Source ::
--*--
Thank you for your review, which made me glad I sent out the patch early
as an RFC.  I (think I) understand the issues you pointed out and,
although some of them could be fixed (the races), I guess there's no point
pursuing this any further, since you consider the concept itself to be
broken.  Again, thank you for your time.

Cheers,
  
Clay Harris Oct. 10, 2023, 5:47 a.m. UTC | #3
Apologies, this message was intended as a reply to Al Viro, but I accidentally
deleted that message so I'm replying to the reply instead.

On Mon, Oct 09 2023 at 16:14:27 +0100, Luis Henriques quoth thus:

> Al Viro <viro@zeniv.linux.org.uk> writes:
> 
> > On Fri, Sep 29, 2023 at 03:04:56PM +0100, Luis Henriques wrote:
> >
> >> -int do_unlinkat(int dfd, struct filename *name)
> >> +int do_unlinkat(int dfd, struct filename *name, int flags)
> >>  {
> >>  	int error;
> >> -	struct dentry *dentry;
> >> +	struct dentry *dentry, *parent;
> >>  	struct path path;
> >>  	struct qstr last;
> >>  	int type;
> >>  	struct inode *inode = NULL;
> >>  	struct inode *delegated_inode = NULL;
> >>  	unsigned int lookup_flags = 0;
> >> -retry:
> >> -	error = filename_parentat(dfd, name, lookup_flags, &path, &last, &type);
> >> -	if (error)
--*--
Records supplied ::
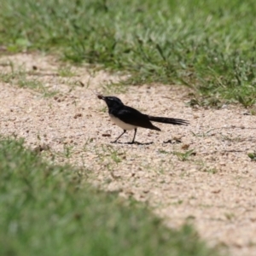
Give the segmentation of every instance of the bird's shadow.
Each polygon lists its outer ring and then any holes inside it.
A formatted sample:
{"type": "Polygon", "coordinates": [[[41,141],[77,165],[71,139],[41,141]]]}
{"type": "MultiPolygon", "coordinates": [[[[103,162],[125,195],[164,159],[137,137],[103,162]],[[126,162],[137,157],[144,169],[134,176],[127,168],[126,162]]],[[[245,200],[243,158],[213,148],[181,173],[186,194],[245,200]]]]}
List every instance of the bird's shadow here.
{"type": "MultiPolygon", "coordinates": [[[[178,144],[181,143],[182,141],[178,139],[174,140],[167,140],[166,142],[163,142],[163,143],[170,143],[170,144],[178,144]]],[[[116,143],[116,144],[126,144],[126,145],[152,145],[154,144],[154,142],[150,143],[139,143],[139,142],[134,142],[134,143],[119,143],[119,142],[111,142],[111,143],[116,143]]]]}
{"type": "Polygon", "coordinates": [[[163,142],[163,143],[165,143],[165,144],[167,144],[167,143],[170,143],[170,144],[179,144],[181,143],[182,143],[182,141],[178,140],[178,139],[167,140],[166,142],[163,142]]]}
{"type": "Polygon", "coordinates": [[[139,142],[134,142],[134,143],[119,143],[119,142],[111,142],[111,143],[116,143],[116,144],[126,144],[126,145],[151,145],[154,143],[139,143],[139,142]]]}

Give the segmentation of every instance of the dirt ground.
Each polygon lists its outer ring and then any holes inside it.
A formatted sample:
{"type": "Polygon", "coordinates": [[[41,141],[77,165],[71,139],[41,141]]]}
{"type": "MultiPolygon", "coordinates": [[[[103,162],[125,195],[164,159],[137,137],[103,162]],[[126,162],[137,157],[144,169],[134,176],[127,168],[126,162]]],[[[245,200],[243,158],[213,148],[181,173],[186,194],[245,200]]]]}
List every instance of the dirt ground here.
{"type": "Polygon", "coordinates": [[[0,77],[2,135],[25,138],[55,162],[81,166],[96,186],[147,202],[170,227],[189,222],[230,255],[256,254],[256,162],[247,156],[256,149],[256,117],[245,108],[192,108],[186,88],[108,86],[118,74],[68,67],[39,55],[2,56],[0,77]],[[35,81],[36,90],[18,85],[35,81]],[[133,131],[111,143],[122,130],[95,91],[190,125],[154,123],[161,131],[138,129],[140,144],[125,143],[133,131]]]}

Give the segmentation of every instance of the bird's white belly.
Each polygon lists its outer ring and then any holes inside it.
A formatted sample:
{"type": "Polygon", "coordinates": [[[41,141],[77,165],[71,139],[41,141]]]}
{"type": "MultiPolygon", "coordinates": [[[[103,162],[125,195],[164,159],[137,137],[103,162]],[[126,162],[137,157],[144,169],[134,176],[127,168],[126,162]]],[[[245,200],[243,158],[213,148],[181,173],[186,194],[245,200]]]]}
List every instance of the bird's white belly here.
{"type": "Polygon", "coordinates": [[[111,121],[113,123],[114,123],[115,125],[117,125],[118,126],[121,127],[123,130],[133,130],[133,129],[137,128],[137,126],[126,124],[126,123],[121,121],[119,119],[113,116],[112,114],[109,114],[109,116],[110,116],[111,121]]]}

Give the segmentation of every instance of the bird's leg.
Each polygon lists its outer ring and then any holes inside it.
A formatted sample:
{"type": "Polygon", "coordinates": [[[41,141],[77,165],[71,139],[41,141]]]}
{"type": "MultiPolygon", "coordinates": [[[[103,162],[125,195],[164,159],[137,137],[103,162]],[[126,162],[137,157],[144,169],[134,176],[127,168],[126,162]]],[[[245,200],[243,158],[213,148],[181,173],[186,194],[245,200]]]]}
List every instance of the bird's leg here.
{"type": "Polygon", "coordinates": [[[124,130],[124,132],[114,141],[114,142],[112,142],[113,143],[117,143],[117,141],[120,138],[120,137],[122,136],[122,135],[124,135],[125,133],[126,132],[126,130],[124,130]]]}
{"type": "Polygon", "coordinates": [[[137,133],[137,128],[134,129],[134,136],[133,136],[133,139],[132,139],[132,142],[131,143],[131,144],[134,143],[136,133],[137,133]]]}

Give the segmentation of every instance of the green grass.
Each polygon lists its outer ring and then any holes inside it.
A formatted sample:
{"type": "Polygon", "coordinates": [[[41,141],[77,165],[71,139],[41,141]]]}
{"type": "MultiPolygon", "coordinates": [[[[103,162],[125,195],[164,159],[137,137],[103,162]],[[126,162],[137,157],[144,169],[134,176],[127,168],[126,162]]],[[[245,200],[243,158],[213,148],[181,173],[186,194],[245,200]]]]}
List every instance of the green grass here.
{"type": "Polygon", "coordinates": [[[254,0],[5,0],[0,44],[123,70],[127,84],[178,83],[195,88],[195,100],[247,107],[256,99],[255,15],[254,0]]]}
{"type": "Polygon", "coordinates": [[[1,255],[219,255],[191,226],[168,230],[146,207],[92,188],[80,171],[0,140],[1,255]]]}

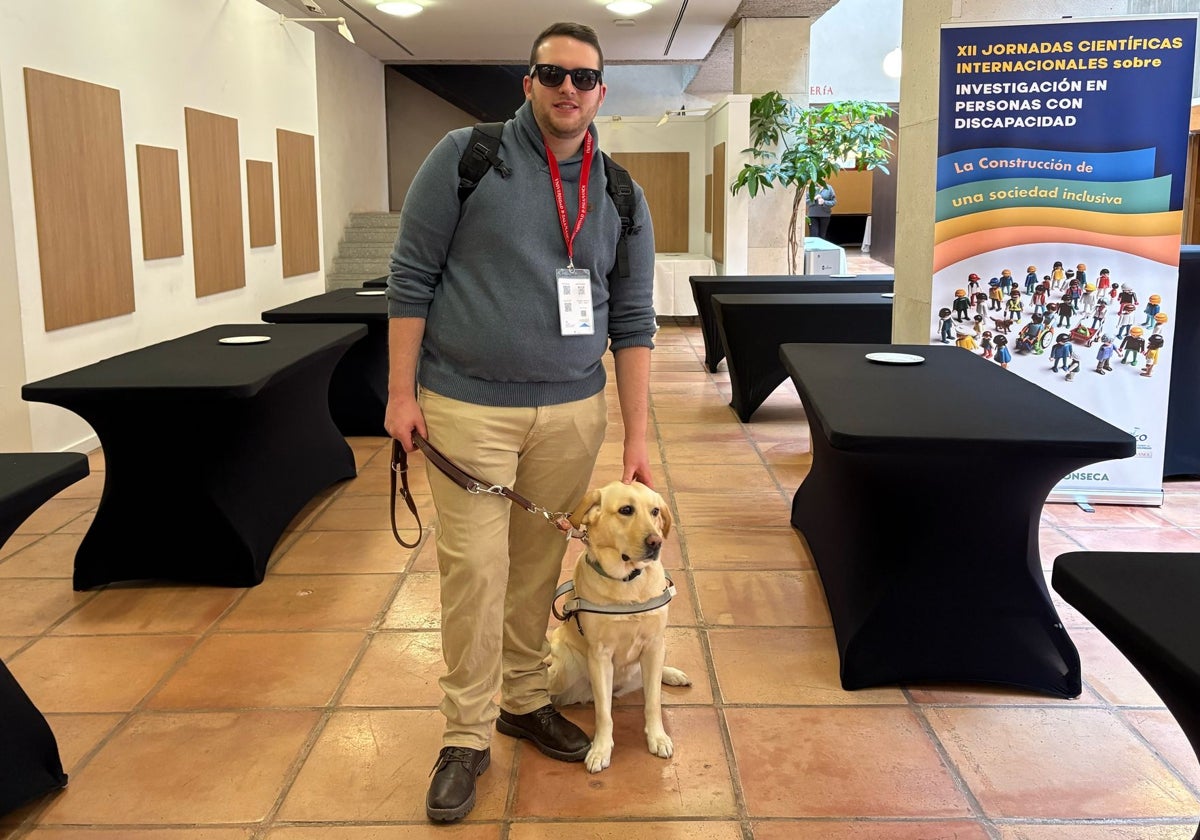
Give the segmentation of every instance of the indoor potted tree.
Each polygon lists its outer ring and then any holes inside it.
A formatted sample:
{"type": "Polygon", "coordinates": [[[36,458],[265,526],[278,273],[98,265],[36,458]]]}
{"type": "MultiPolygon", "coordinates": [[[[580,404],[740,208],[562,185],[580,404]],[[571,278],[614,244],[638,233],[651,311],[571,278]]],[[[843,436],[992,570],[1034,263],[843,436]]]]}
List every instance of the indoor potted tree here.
--*--
Exercises to complete ::
**A.** Name every person mentioned by name in the patch discussion.
**B.** Please extend the patch discussion from the point where it stops.
The rows play no part in what follows.

The responses ::
**A.** Clay Harris, Luis Henriques, Al Viro

**B.**
> >> -		goto exit1;
> >> +	bool empty_path = (flags & AT_EMPTY_PATH);
> >>  
> >> -	error = -EISDIR;
> >> -	if (type != LAST_NORM)
> >> -		goto exit2;
> >> +retry:
> >> +	if (empty_path) {
> >> +		error = filename_lookup(dfd, name, 0, &path, NULL);
> >> +		if (error)
> >> +			goto exit1;
> >> +		parent = path.dentry->d_parent;
> >> +		dentry = path.dentry;
> >> +	} else {
> >> +		error = filename_parentat(dfd, name, lookup_flags, &path, &last, &type);
> >> +		if (error)
> >> +			goto exit1;
> >> +		error = -EISDIR;
> >> +		if (type != LAST_NORM)
> >> +			goto exit2;
> >> +		parent = path.dentry;
> >> +	}
> >>  
> >>  	error = mnt_want_write(path.mnt);
> >>  	if (error)
> >>  		goto exit2;
> >>  retry_deleg:
> >> -	inode_lock_nested(path.dentry->d_inode, I_MUTEX_PARENT);
> >> -	dentry = lookup_one_qstr_excl(&last, path.dentry, lookup_flags);
> >> +	inode_lock_nested(parent->d_inode, I_MUTEX_PARENT);
> >> +	if (!empty_path)
> >> +		dentry = lookup_one_qstr_excl(&last, parent, lookup_flags);
> >
> > For starters, your 'parent' might have been freed under you, just as you'd
> > been trying to lock its inode.  Or it could have become negative just as you'd
> > been fetching its ->d_inode, while we are at it.
> >
> > Races aside, you are changing permissions required for removing files.  For
> > unlink() you need to be able to get to the parent directory; if it's e.g.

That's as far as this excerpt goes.